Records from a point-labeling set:
——

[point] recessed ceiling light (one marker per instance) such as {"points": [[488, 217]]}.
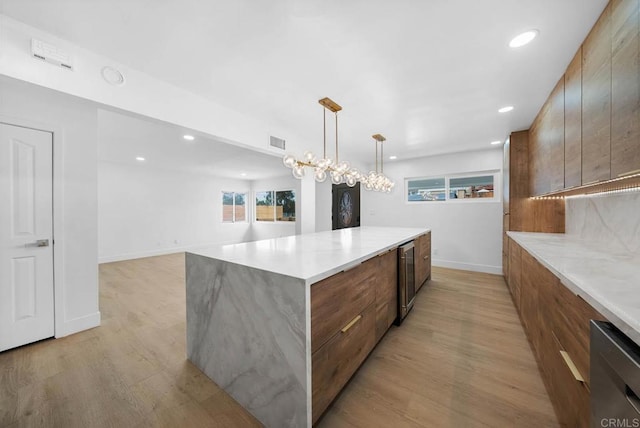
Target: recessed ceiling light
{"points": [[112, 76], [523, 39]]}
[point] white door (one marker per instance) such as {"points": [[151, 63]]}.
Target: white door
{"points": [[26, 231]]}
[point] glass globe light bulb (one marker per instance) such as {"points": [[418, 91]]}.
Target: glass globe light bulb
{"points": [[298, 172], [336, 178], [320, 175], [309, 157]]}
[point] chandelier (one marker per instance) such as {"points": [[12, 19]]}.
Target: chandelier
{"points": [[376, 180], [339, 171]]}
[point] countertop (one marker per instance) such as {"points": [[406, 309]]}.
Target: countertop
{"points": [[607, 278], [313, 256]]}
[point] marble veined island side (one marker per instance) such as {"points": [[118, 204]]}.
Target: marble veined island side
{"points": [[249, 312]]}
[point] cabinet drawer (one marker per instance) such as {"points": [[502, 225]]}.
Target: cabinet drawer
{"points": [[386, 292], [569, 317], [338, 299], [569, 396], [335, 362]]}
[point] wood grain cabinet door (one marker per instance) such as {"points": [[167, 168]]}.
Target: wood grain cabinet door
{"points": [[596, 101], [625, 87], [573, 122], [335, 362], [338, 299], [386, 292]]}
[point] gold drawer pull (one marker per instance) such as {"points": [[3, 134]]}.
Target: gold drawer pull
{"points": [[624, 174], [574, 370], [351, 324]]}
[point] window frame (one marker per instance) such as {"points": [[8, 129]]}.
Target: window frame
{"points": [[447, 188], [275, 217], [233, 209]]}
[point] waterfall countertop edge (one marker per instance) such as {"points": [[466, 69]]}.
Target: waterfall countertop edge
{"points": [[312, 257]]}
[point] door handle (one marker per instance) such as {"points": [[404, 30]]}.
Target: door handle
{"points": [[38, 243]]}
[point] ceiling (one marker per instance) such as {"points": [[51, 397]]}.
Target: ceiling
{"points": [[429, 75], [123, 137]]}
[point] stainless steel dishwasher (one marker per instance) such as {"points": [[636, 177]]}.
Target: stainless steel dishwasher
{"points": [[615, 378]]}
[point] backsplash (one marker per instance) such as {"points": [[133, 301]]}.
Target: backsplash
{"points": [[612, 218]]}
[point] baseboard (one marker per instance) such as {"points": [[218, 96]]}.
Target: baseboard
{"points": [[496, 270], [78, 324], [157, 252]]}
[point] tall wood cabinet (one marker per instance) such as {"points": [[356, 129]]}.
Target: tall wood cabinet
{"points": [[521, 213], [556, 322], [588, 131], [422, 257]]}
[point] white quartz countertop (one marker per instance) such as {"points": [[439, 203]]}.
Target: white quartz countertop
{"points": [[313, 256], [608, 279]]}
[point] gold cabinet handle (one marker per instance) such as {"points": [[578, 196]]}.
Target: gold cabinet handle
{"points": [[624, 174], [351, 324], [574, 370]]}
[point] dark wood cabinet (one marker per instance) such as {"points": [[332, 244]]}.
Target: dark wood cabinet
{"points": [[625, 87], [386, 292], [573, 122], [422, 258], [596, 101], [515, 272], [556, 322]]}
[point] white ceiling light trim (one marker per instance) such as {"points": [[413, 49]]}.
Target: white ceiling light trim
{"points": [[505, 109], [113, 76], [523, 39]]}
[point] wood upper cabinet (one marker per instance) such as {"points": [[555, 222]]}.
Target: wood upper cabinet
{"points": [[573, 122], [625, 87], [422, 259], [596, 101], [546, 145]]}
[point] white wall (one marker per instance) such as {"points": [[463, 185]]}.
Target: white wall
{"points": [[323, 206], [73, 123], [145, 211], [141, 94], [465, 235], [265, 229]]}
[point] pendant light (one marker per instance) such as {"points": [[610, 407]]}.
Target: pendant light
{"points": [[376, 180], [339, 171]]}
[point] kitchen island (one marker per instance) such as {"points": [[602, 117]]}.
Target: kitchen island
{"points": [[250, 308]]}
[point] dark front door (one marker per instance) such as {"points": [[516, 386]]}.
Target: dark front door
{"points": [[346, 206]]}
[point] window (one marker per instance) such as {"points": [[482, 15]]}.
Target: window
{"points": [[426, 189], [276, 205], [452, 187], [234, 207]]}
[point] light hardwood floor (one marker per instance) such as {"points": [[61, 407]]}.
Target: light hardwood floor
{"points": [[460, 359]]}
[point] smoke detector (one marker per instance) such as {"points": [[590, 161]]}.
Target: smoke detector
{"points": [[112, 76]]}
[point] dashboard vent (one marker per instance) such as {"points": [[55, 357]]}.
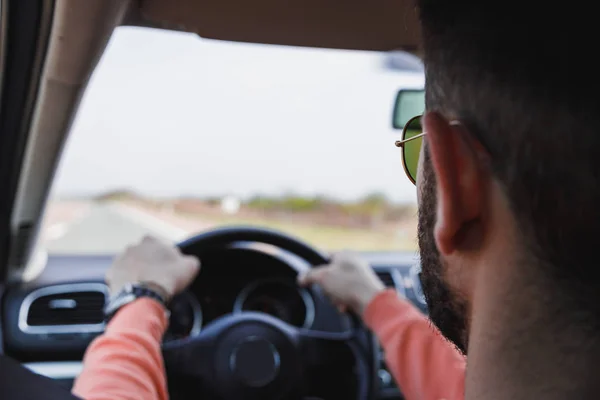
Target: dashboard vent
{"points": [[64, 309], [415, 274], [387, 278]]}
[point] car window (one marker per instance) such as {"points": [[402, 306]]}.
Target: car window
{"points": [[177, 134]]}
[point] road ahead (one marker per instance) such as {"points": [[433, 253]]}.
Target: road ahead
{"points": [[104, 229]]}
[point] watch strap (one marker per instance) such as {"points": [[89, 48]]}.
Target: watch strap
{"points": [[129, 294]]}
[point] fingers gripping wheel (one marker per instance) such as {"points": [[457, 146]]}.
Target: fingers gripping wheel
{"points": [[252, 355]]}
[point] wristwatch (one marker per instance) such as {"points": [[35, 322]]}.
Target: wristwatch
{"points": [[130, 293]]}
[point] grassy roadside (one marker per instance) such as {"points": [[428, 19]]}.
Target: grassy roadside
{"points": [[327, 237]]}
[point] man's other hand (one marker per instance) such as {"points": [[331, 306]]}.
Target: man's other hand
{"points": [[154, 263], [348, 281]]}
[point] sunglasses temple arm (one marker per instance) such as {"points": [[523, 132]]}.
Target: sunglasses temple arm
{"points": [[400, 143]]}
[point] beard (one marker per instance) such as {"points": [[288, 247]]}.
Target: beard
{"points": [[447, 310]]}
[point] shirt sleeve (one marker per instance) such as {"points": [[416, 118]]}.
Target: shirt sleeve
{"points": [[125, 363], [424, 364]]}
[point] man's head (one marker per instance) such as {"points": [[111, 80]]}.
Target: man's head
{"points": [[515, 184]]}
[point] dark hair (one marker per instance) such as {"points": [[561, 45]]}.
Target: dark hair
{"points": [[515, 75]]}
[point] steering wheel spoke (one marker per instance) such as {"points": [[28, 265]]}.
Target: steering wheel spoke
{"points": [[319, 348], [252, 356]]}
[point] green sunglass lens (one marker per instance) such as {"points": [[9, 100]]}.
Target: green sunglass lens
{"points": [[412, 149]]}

——

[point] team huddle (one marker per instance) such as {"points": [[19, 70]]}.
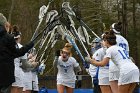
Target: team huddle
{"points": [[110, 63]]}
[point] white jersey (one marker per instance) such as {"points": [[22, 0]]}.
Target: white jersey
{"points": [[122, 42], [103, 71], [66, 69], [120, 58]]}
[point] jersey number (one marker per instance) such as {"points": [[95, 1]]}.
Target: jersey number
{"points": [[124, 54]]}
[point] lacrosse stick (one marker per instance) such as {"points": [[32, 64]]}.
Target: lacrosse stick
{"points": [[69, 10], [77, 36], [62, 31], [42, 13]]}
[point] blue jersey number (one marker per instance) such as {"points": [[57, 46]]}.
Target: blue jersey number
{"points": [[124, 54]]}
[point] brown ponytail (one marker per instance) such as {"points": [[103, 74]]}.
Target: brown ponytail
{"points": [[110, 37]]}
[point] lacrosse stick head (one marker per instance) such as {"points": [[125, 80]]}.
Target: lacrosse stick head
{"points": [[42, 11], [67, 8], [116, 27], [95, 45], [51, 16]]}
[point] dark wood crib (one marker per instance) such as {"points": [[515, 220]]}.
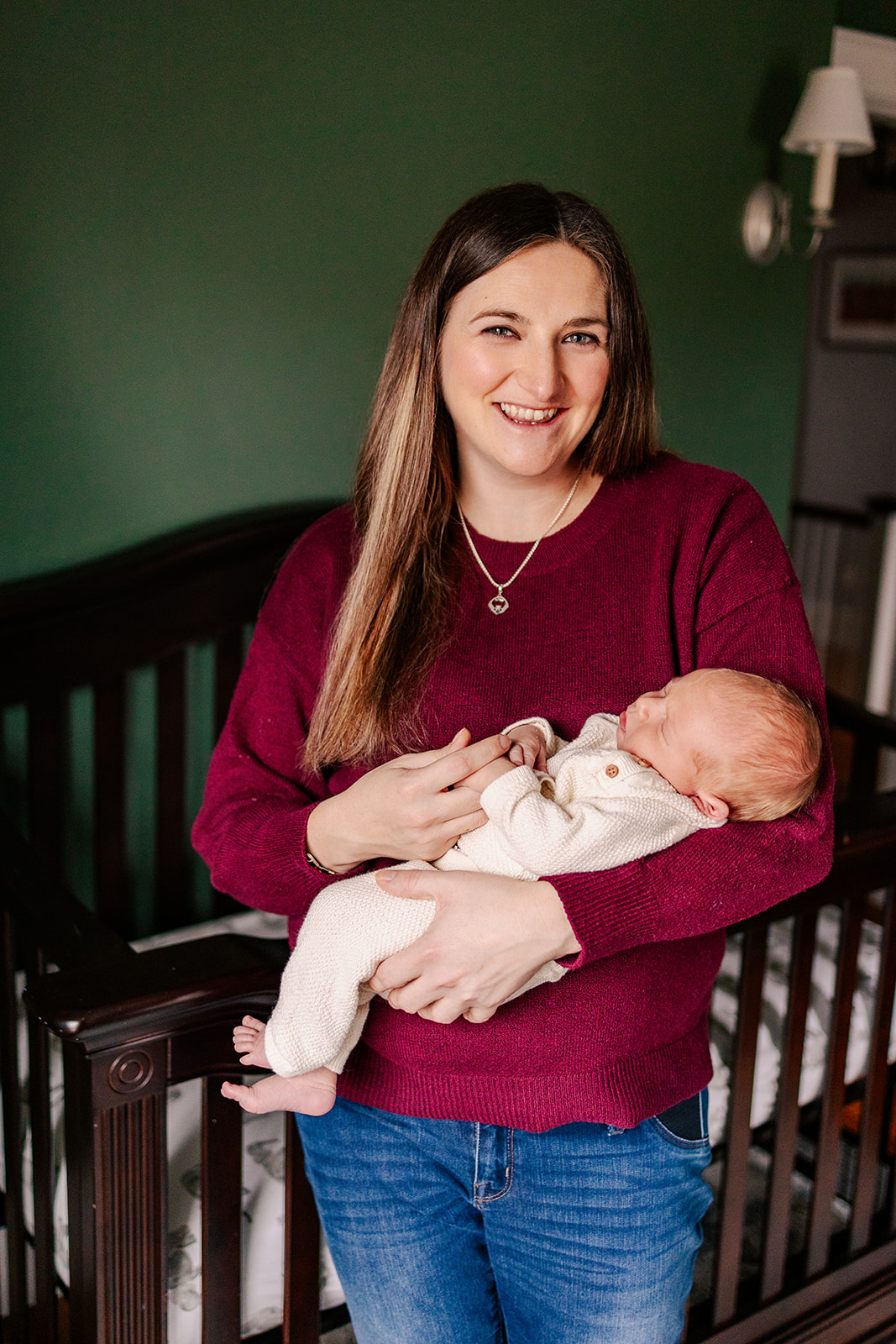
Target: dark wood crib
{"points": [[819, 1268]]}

——

* [TASK TO COMPLETE] Count how many lines in the records contain the word "wristwatch". Give only the number.

* [OUTPUT] 2